begin Source extract
There doesn't seem to be anything shown off in video or breathless headline since that doesn't fall under any of these limitations.

Hack vs. spoof

One of the most egregious errors in reporting that's gone on around Face ID also echoes those we saw years ago with Touch ID: The conflation of hacking with spoofing.

When people hear or read the word "hack", it's easy to imagine someone got into the system. In this case, the secure enclave on Apple's A11 Bionic chipset that houses the neural networks for Face ID and its data.

That absolutely has not happened. For both Face ID and Touch ID, the secure enclave remains inviolate. (That's very different from early HTC and Samsung implementations, which stored fingerprint data in world-readable directories...)

What we have seen is people try to spoof it or fool it into thinking its capturing legitimate biometric data. We saw this with Touch ID as well. We saw fingerprints being lifted and reproduced for the express purpose of fooling the sensor system. Even before biometrics, we saw this with traditional keys. People would scan and reproduce keys to get into door locks. It's exactly the type of attack you try against physical security systems.

Now we're seeing the same thing with family members, masks, and. Face ID.

Family Face ID feuds

Earlier this month, we saw two brothers post a video claiming one could unlock the Face ID system of the other. I covered it at the time:

One of the videos that got a lot of attention this weekend was made by two brothers, both of whom were eventually able to get Face ID to unlock the same iPhone X. It was revealed in a follow-up video that the first brother set up Face ID, then the second brother then tried to use it and was properly locked out. Then the second brother entered the iPhone X passcode to unlock.
end Source extract
| The request |
Write out the whole Face ID passage word for word. Work from the text alone.
begin Dataset rows
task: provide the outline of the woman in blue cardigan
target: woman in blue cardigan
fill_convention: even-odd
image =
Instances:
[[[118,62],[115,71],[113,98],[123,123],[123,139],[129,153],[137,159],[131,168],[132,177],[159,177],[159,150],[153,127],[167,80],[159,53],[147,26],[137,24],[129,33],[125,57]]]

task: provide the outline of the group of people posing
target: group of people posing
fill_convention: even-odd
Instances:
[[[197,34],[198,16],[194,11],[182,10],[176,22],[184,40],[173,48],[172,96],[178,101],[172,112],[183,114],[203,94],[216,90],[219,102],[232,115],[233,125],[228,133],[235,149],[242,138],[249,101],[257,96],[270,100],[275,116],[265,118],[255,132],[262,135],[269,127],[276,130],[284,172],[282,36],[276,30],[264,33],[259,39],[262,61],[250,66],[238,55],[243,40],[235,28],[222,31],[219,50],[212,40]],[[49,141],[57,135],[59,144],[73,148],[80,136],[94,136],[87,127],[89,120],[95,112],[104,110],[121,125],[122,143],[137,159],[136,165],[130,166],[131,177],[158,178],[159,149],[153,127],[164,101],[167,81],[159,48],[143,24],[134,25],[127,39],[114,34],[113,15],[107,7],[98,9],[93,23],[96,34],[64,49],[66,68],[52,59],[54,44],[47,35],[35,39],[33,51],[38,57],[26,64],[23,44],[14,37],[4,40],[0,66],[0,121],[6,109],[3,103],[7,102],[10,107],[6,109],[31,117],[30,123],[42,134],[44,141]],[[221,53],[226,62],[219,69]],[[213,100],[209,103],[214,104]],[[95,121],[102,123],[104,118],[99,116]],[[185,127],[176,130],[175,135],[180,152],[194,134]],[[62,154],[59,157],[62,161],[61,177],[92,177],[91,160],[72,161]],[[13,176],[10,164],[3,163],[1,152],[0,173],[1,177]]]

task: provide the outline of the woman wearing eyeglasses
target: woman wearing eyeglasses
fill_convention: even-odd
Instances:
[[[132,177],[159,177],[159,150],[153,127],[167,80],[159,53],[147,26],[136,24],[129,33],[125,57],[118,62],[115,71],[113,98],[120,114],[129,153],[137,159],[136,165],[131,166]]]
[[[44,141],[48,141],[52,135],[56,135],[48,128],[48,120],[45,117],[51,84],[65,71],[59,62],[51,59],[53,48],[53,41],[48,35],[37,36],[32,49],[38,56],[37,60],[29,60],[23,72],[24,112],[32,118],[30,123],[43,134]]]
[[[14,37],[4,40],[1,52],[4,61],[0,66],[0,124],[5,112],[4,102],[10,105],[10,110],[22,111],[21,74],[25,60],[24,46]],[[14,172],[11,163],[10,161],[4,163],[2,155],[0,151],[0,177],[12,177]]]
end Dataset rows
| Expected output |
There doesn't seem to be anything shown off in video or breathless headline since that doesn't fall under any of these limitations.

Hack vs. spoof

One of the most egregious errors in reporting that's gone on around Face ID also echoes those we saw years ago with Touch ID: The conflation of hacking with spoofing.

When people hear or read the word "hack", it's easy to imagine someone got into the system. In this case, the secure enclave on Apple's A11 Bionic chipset that houses the neural networks for Face ID and its data.

That absolutely has not happened. For both Face ID and Touch ID, the secure enclave remains inviolate. (That's very different from early HTC and Samsung implementations, which stored fingerprint data in world-readable directories...)

What we have seen is people try to spoof it or fool it into thinking its capturing legitimate biometric data. We saw this with Touch ID as well. We saw fingerprints being lifted and reproduced for the express purpose of fooling the sensor system. Even before biometrics, we saw this with traditional keys. People would scan and reproduce keys to get into door locks. It's exactly the type of attack you try against physical security systems.

Now we're seeing the same thing with family members, masks, and. Face ID.

Family Face ID feuds

Earlier this month, we saw two brothers post a video claiming one could unlock the Face ID system of the other. I covered it at the time:

One of the videos that got a lot of attention this weekend was made by two brothers, both of whom were eventually able to get Face ID to unlock the same iPhone X. It was revealed in a follow-up video that the first brother set up Face ID, then the second brother then tried to use it and was properly locked out. Then the second brother entered the iPhone X passcode to unlock.